EXERCISE DETAILS = Reproduce every row below word for word, leaving out the pictures.

GIVEN DATA =
☆ ☆ ☆

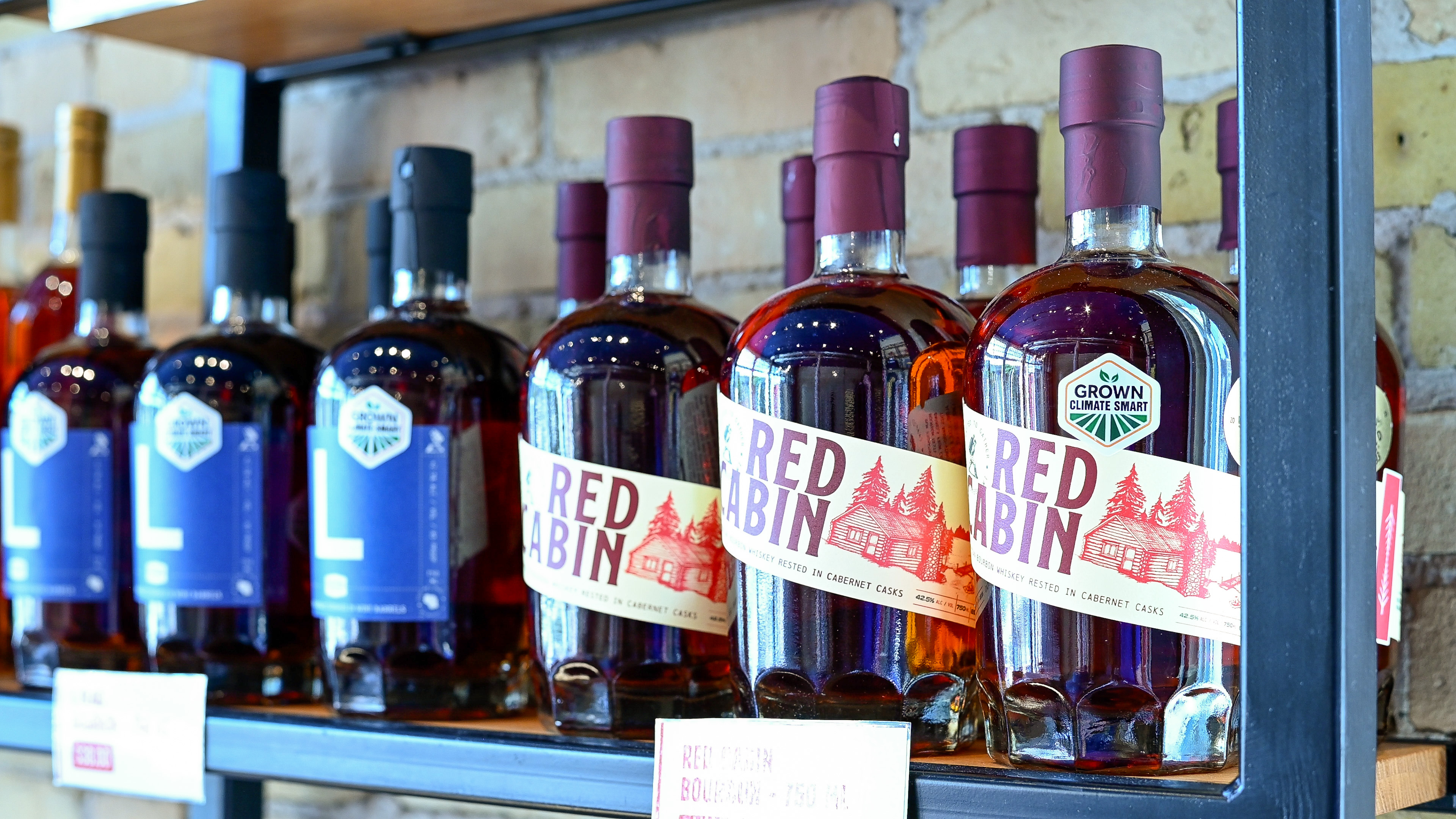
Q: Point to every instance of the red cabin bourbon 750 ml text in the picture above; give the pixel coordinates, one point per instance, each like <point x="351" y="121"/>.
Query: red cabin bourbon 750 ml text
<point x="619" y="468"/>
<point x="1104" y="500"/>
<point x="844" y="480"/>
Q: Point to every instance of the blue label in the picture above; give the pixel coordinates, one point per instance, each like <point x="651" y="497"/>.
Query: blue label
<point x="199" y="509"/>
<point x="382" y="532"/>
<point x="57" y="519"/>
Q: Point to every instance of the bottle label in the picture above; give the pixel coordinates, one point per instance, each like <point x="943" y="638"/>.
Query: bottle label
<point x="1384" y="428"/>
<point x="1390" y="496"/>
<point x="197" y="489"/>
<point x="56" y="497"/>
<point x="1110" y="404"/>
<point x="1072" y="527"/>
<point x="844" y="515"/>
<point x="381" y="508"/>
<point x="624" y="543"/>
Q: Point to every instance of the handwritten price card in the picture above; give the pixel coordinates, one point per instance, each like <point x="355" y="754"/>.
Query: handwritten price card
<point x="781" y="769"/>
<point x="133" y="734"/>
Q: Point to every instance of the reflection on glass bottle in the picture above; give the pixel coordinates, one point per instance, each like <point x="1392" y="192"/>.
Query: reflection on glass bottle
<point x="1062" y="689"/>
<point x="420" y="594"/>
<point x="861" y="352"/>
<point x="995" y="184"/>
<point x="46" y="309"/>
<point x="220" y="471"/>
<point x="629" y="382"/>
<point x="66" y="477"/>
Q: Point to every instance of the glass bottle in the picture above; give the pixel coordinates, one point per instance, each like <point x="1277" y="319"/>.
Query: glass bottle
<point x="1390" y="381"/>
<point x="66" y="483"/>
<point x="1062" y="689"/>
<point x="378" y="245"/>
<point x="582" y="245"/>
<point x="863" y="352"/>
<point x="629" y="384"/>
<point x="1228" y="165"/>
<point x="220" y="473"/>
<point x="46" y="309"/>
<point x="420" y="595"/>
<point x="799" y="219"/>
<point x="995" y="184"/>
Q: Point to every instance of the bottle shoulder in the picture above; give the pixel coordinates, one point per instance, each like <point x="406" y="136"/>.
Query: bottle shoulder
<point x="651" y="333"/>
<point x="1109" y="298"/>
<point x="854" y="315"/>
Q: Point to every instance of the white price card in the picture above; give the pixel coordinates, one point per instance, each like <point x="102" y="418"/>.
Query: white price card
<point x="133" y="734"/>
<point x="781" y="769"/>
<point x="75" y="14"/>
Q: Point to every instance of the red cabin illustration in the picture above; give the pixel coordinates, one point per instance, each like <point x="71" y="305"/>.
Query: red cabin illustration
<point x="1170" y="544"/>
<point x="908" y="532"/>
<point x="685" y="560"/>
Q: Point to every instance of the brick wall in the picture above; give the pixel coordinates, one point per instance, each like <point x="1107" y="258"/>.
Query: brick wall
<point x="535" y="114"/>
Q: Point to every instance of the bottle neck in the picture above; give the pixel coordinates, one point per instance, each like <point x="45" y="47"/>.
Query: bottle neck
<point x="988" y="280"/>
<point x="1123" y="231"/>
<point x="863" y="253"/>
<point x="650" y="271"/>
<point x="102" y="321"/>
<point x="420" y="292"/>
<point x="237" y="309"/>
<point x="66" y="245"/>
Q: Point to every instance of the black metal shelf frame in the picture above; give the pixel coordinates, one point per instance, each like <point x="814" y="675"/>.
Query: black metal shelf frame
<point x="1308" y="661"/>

☆ ☆ ☆

TASK ANSWER =
Q: Point to every instance of the red cabin bourbon 750 ml text in the picture above; give the pixel coordinates, one point per instance, each like <point x="351" y="121"/>.
Query: red cabin bourbon 750 ml text
<point x="619" y="468"/>
<point x="1104" y="500"/>
<point x="844" y="480"/>
Q: Point to every instance of the blue label in the picture above; give the pixel coordinates, one point per instance, each like <point x="651" y="497"/>.
Query: blue label
<point x="199" y="509"/>
<point x="382" y="532"/>
<point x="57" y="519"/>
Q: Point to every instance of the bottle label in the picture above; give the pixel coordinates, one point per instance, each like <point x="943" y="638"/>.
Query: bottle label
<point x="1384" y="428"/>
<point x="1390" y="496"/>
<point x="197" y="489"/>
<point x="56" y="497"/>
<point x="1110" y="404"/>
<point x="1072" y="527"/>
<point x="844" y="515"/>
<point x="381" y="508"/>
<point x="624" y="543"/>
Q: Point to every instance of the handwritten price card in the picture above; give the pixel coordinates, one point per instance, each like <point x="355" y="754"/>.
Query: handwritten price card
<point x="781" y="769"/>
<point x="133" y="734"/>
Q: Point to every instance of the reflection on glass bottle in the picture above; give the pixel coordinates, one point per instance, each like <point x="1392" y="192"/>.
Query: reflection on glass bottle
<point x="1062" y="689"/>
<point x="420" y="594"/>
<point x="861" y="352"/>
<point x="995" y="184"/>
<point x="46" y="309"/>
<point x="220" y="471"/>
<point x="629" y="382"/>
<point x="66" y="477"/>
Q: Point to every instance of the glass bottle in the picture above; give the pixel coordinates, one point per instance, each like <point x="1277" y="319"/>.
Query: glass bottle
<point x="1390" y="381"/>
<point x="66" y="483"/>
<point x="1062" y="689"/>
<point x="378" y="245"/>
<point x="582" y="245"/>
<point x="863" y="352"/>
<point x="629" y="384"/>
<point x="1228" y="165"/>
<point x="220" y="473"/>
<point x="46" y="309"/>
<point x="420" y="595"/>
<point x="799" y="219"/>
<point x="995" y="184"/>
Q: Point to every instance of the bottle shoulder in the picture above; give the pixel coordinates, one point per instance, each like <point x="406" y="136"/>.
Query: bottle shoulder
<point x="651" y="333"/>
<point x="1109" y="298"/>
<point x="854" y="315"/>
Q: Point to every instance of the white price card in the picture above; give the pixel coordinates, one point per instance, each like <point x="102" y="418"/>.
Query: white price card
<point x="133" y="734"/>
<point x="781" y="769"/>
<point x="75" y="14"/>
Q: Point to every instance of the red cabin illustration in the picture above; give the pixel coordinates, one point per instance, each like <point x="71" y="305"/>.
Query: red cabin illustration
<point x="1170" y="544"/>
<point x="908" y="532"/>
<point x="685" y="560"/>
Q: Point to every instance of the brick wall in the picture above; give the pixel coordinates, one point per instance, each like <point x="1107" y="258"/>.
Query: brick wall
<point x="535" y="114"/>
Q: Point to every instance of the bottle neck in the picture above; give the pixel coordinates, one point per instance, each like <point x="45" y="47"/>.
Query: bottle neck
<point x="988" y="280"/>
<point x="1123" y="231"/>
<point x="863" y="253"/>
<point x="650" y="271"/>
<point x="102" y="321"/>
<point x="420" y="292"/>
<point x="237" y="309"/>
<point x="66" y="245"/>
Q: Point to every instance of the black metal shelf frame in the picture above; give the pixel coordinates, one point per instance, each like <point x="814" y="675"/>.
Query: black metal shelf frame
<point x="1308" y="661"/>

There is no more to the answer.